[Location identification items]
◆ ◆ ◆ ◆ ◆

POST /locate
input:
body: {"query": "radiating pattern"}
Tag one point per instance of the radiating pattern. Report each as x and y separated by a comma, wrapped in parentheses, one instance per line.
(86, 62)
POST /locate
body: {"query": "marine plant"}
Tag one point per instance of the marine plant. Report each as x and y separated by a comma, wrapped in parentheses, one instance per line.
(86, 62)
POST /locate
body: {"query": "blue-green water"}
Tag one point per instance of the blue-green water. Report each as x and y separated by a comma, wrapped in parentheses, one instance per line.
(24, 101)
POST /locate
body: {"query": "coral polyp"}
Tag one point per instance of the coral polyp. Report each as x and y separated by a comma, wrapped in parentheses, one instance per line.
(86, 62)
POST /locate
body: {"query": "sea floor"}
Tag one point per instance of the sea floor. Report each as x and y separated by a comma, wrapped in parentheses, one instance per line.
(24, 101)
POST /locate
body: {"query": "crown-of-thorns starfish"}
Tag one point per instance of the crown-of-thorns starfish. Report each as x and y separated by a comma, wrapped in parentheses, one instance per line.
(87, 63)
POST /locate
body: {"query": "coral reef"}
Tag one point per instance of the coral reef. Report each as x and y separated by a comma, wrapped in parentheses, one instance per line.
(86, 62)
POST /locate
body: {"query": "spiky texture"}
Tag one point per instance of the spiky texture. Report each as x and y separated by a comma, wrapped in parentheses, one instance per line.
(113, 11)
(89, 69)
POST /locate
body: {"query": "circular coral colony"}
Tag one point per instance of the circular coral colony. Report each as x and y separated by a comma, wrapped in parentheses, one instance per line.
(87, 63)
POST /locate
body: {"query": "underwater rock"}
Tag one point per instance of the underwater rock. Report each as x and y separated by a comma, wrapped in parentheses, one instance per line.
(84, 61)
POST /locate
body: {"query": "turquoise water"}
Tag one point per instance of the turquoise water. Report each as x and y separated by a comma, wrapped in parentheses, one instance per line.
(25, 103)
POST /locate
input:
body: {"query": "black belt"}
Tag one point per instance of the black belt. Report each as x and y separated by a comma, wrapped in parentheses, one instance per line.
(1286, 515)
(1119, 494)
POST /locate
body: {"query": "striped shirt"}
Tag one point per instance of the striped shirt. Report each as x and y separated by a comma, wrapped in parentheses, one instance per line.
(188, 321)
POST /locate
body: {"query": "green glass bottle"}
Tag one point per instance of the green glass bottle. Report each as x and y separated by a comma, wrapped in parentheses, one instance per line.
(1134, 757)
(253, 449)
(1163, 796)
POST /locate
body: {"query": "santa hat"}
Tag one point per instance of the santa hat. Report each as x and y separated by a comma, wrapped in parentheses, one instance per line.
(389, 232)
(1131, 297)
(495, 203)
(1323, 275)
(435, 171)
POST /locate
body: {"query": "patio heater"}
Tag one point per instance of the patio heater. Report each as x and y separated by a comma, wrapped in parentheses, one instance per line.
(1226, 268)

◆ ◆ ◆ ◆ ◆

**Problem**
Each record must be returned exactly as it is written.

**Response to the exercise**
POST /locate
input:
body: {"query": "radiating pattern"}
Tag one point per instance of the radiating pattern. Report each as x and y separated by a comma, wrapped in parentheses, one instance per line.
(86, 62)
POST /locate
body: {"query": "marine plant"}
Tag one point per instance of the marine plant. Report each as x and y separated by a comma, wrapped in parentheses, one instance per line.
(86, 62)
POST /locate
body: {"query": "blue-green water"}
Tag one point per instance of the blue-green water. Report each as x and y separated by a comma, wrapped in parentheses, one instance per line.
(24, 101)
POST /locate
body: {"query": "coral polyp"}
Tag one point per instance of the coral polyp. Report each as x and y separated by a comma, wrapped in parentheses, one instance per line.
(86, 62)
POST /locate
body: {"query": "sea floor"}
Tag one point per instance of the sea floor. Report each as x and y separated by a comma, wrapped in parentheses, one instance per line.
(24, 101)
POST /locate
body: {"query": "crown-of-thorns starfish"}
Tag one point per instance of the crown-of-thorns starfish. Report each as x and y separated by a comma, wrapped in parentheses, one instance per line.
(87, 63)
POST /locate
body: {"query": "coral reef"}
Tag one point per instance of the coral reef. Report each as x and y separated by a comma, wrapped in parentheses, one instance per line.
(86, 62)
POST /locate
body: {"query": "spiky texture"}
Tag one point per instance of the spiky texture. Report each as x and y separated by a comma, wrapped in parentheses, one instance per line.
(113, 11)
(89, 69)
POST /locate
body: {"query": "circular coral colony"}
Tag one point per instance of the circular coral colony. Report each as x and y separated by a comma, wrapped in parentheses, one instance per line.
(87, 63)
POST /locate
body: {"query": "underwater rock"}
Tag one point per instance of the underwater rock. Report each as x and y separated by a comma, wrapped in parentheses, one instance per line.
(84, 61)
POST /locate
body: {"query": "turquoise water"}
Tag one point per instance of the turquoise water. Report each as x and y separated by a comma, wrapped in parentheses, one instance per line.
(25, 103)
POST /locate
input:
body: {"query": "black belt"}
Tag one point per instance of the black belt. Report each as x and y separated by a comma, wrapped in parentheses, one instance per line.
(1286, 515)
(1119, 494)
POST /locate
body: {"query": "striped shirt"}
Tag one point per instance of the striped shirt. Report each as x and y separated by a comma, wrapped in parentheses, one instance per line.
(188, 321)
POST /locate
body: {"query": "green glass bottle"}
Tag one point per instance of the green glass bottle. Report each as x and y separated by a comma, wrapped in parentheses, one instance per line.
(1134, 757)
(253, 449)
(1163, 796)
POST /locate
body: {"query": "santa hat"}
Tag one point per instance of the santa hat. Report each as x and y separated by a comma, wrapped in parentheses, one instance per line.
(389, 232)
(1131, 297)
(495, 203)
(1323, 275)
(435, 171)
POST /locate
body: {"query": "patio heater"}
Tag one point per instance of the patio heater. Report each as x and y separated by a comma, wrapped in parentheses, one instance per line.
(1226, 268)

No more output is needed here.